§ WHAT TO DO:
No pictures, please. Output the lines from the start of the data through the line that contains "Target: backlit flower", both included, exactly as they stand.

§ SOURCE DATA:

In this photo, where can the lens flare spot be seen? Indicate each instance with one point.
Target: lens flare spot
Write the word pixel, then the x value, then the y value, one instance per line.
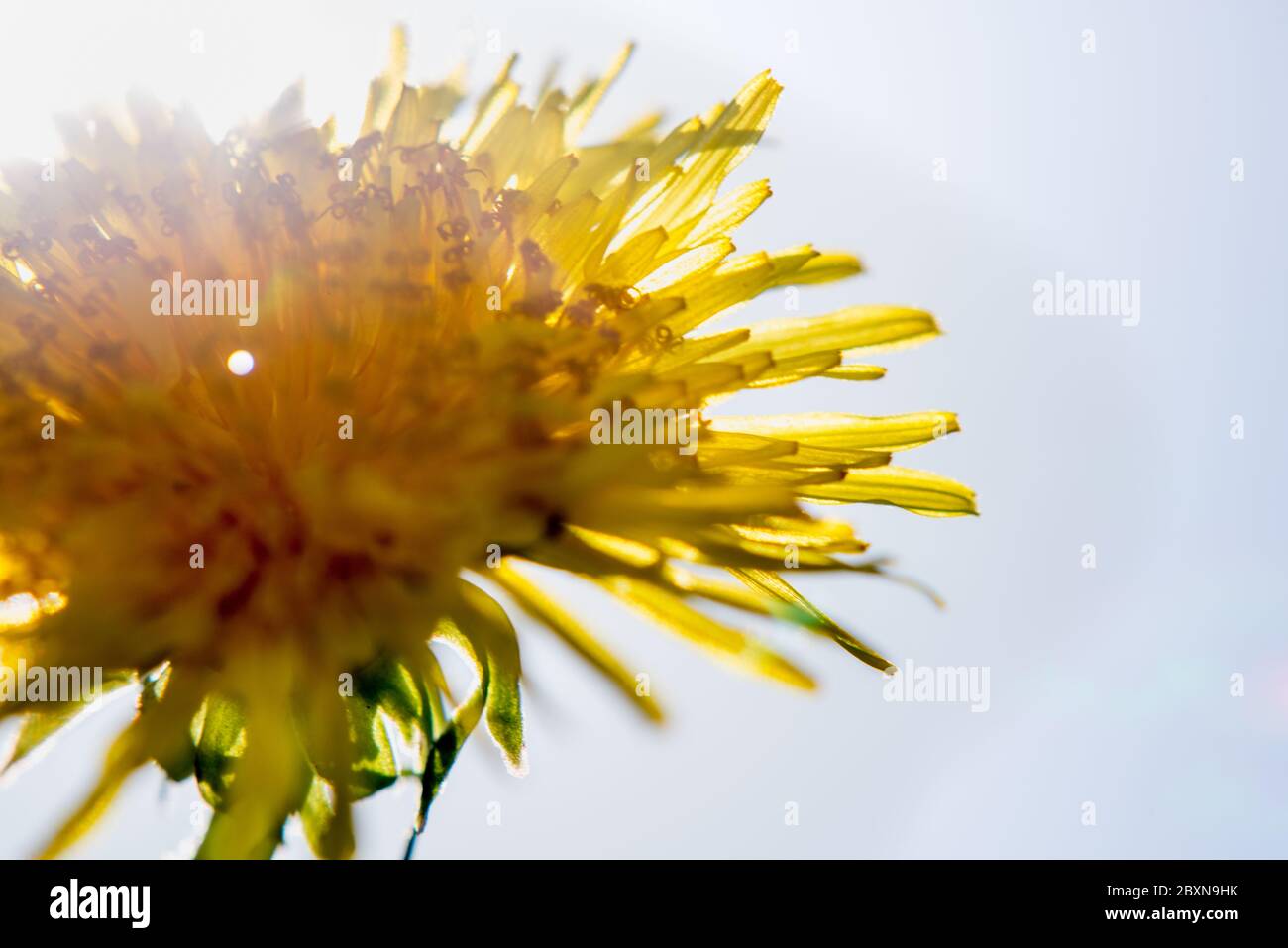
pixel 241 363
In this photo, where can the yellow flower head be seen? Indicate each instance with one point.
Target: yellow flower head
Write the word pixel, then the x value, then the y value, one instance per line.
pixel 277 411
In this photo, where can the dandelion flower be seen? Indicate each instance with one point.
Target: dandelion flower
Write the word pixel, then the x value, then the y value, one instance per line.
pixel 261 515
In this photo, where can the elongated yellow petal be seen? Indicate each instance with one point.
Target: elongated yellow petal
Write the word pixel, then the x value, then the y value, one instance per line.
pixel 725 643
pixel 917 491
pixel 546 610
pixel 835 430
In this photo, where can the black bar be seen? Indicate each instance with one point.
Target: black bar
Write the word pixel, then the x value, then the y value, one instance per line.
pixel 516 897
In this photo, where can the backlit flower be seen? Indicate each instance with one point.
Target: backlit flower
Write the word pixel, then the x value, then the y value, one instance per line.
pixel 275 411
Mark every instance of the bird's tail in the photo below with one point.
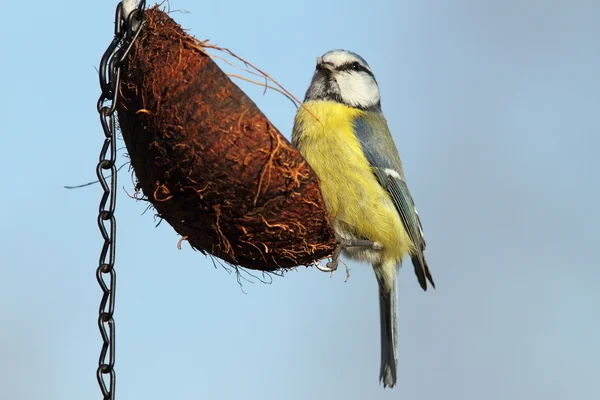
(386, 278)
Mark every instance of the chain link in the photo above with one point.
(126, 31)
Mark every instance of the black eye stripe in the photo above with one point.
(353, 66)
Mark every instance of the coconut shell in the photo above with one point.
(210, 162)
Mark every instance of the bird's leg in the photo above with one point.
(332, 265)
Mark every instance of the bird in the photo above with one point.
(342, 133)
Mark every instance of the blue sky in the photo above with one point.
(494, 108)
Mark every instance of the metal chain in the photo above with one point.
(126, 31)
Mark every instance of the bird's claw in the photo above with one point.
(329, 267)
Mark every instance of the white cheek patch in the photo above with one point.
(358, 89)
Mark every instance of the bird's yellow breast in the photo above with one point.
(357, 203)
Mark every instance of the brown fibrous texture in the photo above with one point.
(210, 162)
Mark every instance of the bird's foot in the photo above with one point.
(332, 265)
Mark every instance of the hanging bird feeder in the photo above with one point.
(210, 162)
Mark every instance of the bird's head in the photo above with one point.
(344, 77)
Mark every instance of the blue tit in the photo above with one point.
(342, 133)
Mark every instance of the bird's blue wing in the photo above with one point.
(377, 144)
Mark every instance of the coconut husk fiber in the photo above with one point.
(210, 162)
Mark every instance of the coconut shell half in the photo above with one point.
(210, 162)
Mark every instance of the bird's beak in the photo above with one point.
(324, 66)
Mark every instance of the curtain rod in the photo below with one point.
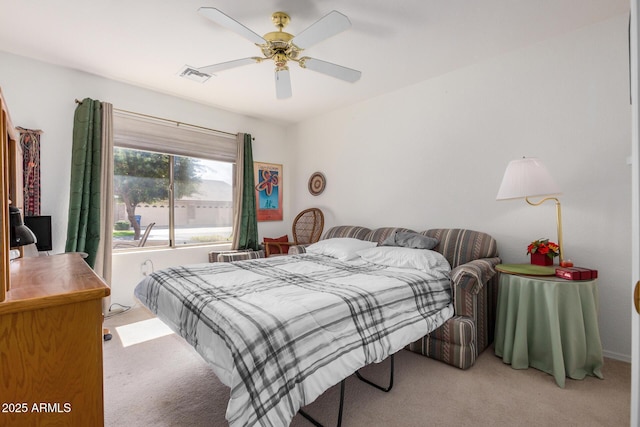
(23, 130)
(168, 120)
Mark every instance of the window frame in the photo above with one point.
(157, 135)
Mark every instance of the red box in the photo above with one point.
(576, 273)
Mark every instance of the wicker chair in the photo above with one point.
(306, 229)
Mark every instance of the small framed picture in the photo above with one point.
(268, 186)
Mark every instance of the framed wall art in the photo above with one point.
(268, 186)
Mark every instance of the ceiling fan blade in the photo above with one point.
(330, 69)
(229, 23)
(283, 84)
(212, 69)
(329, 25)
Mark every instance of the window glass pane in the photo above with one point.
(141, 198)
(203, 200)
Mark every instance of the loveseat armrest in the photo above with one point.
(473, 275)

§ FINAL ANSWER:
In this photo, where can the lens flare spot be seen? Indicate each instance with one point.
Target: lens flare spot
Write the word pixel, then the x value, then the y value, one instance per line.
pixel 241 363
In this photo, where can the yellow flower head be seen? Indicate each instance with one point.
Target: yellow flower head
Write the word pixel, then the x value, then the y value, one instance per line.
pixel 277 411
In this photo, where can the dandelion flower be seen? Indicate each instance with one point.
Target: dandelion flower
Write the word pixel, then the x value, then the y value, one instance per line.
pixel 261 515
In this photo, where can the elongated yellow petal be seen? Indicate each instance with one point.
Target: elongated yellow petal
Write the word pixel, then the x value, then the y value, one instance per line.
pixel 725 643
pixel 917 491
pixel 546 610
pixel 835 430
In this photo, where can the black bar be seen? Indicate each instance with one point.
Target: black bar
Write the word pixel, then the x value, then the y value, one instance per line.
pixel 516 897
In this photo, where can the backlit flower be seen? Indicate each instance with one point.
Target: backlit flower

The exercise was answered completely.